----- Document
Il fait brûler les pédérastes, sans songer que la punition de cette vilenie est un scandale public, et que c'est un de ces actes honteux qu'il faut couvrir des voiles les plus épais.

(1) Delisle de Sales, dont il a été déjà question. Voici le portrait qu'en fait en quelques lignes, Châteaubriand dans ses Mémoires d'Outre-Tombe : « Delisle de Sales, très-brave homme, très-cordialement médiocre, avait un grand relâchement d'esprit, et laissait aller sous lui ses années; ce vieillard s'était composé une belle bibliothèque avec ses ouvrages qu'il brocantait à l'étranger, et que personne ne lisait à Paris. Chaque année, au printemps, il faisait ses remontes d'idées en Allemagne. Gros et débraillé, il portait un rouleau de papier crasseux que l'on voyait sortir de sa poche; il y consignait au coin des rues sa pensée du moment. Sur le piedestal de son buste en marbre, il avait tracé de sa main cette inscription, empruntée au buste de Buffon: Dieu, l'homme, la nature, il a tout expliqué. Delisle de Sales a tout expliqué!» (Note de l'éditeur.)

Un habitant de Lyon et de la Rochelle est obligé de venir plaider à Paris. C'est aller chercher la justice à une grande distance mais cet abus est invétéré, et il serait difficile de toucher à une coutume qui, dans son antique bizarrerie, a quelques avantages.

Quand les Rois allaient dans une espèce de coche, les conseillers et les présidents arrivaient au palais, montés sur une mule: aujourd'hui que les Rois de France ont infiniment plus à dépenser pour leur maison, il est juste que les conseillers et les présidents, qui remontrent et qui enregistrent, partagent un peu l'opulence et le luxe des monarques.
----------
----- Données fournies
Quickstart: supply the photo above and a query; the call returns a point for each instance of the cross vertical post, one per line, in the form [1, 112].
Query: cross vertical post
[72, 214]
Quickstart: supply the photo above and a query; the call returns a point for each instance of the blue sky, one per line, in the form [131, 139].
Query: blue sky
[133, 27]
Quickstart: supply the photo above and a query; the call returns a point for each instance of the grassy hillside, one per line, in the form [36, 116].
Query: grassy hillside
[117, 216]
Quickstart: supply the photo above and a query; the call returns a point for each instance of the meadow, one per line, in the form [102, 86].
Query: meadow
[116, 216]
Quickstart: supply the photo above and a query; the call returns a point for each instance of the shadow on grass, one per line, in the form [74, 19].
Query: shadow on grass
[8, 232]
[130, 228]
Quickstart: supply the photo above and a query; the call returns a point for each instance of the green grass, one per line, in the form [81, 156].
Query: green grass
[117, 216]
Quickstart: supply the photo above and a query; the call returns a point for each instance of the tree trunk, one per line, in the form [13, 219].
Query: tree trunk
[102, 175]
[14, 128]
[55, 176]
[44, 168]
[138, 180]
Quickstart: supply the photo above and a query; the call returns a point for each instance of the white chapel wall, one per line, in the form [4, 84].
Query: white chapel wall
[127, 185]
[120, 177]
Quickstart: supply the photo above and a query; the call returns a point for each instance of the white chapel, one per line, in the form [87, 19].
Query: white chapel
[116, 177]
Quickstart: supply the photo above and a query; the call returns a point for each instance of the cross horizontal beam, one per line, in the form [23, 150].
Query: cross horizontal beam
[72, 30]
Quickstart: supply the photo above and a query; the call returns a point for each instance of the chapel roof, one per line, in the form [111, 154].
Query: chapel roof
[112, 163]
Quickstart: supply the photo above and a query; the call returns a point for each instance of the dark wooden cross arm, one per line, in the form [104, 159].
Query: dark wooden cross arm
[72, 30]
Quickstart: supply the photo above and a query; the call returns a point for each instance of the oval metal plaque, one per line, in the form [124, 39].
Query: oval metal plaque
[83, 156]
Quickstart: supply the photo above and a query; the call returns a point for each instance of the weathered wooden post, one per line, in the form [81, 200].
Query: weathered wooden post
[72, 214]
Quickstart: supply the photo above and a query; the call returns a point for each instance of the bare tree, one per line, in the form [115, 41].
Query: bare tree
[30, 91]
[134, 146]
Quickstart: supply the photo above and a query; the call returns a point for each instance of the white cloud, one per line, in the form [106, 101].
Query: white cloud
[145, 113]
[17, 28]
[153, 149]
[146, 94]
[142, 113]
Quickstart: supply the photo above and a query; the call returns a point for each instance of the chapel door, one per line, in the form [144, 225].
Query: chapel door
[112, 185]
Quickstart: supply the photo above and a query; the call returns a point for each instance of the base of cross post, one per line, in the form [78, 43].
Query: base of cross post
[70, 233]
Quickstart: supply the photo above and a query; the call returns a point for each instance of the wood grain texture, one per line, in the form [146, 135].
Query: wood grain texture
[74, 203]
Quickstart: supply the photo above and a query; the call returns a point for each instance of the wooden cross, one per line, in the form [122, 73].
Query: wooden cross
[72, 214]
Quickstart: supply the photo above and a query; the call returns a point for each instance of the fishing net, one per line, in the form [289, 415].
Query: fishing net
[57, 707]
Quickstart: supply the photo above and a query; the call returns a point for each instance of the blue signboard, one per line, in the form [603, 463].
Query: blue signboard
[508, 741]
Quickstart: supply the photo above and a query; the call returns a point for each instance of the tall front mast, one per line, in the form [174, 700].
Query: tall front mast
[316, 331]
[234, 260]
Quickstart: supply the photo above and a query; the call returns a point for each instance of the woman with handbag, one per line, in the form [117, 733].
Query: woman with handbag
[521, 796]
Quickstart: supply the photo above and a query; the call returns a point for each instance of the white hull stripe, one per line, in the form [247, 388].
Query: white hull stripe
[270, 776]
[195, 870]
----------
== Consigne ==
Recopiez mot pour mot le passage du document qui va de « Un habitant de » jusqu'à « a quelques avantages. ».

== Réponse attendue ==
Un habitant de Lyon et de la Rochelle est obligé de venir plaider à Paris. C'est aller chercher la justice à une grande distance mais cet abus est invétéré, et il serait difficile de toucher à une coutume qui, dans son antique bizarrerie, a quelques avantages.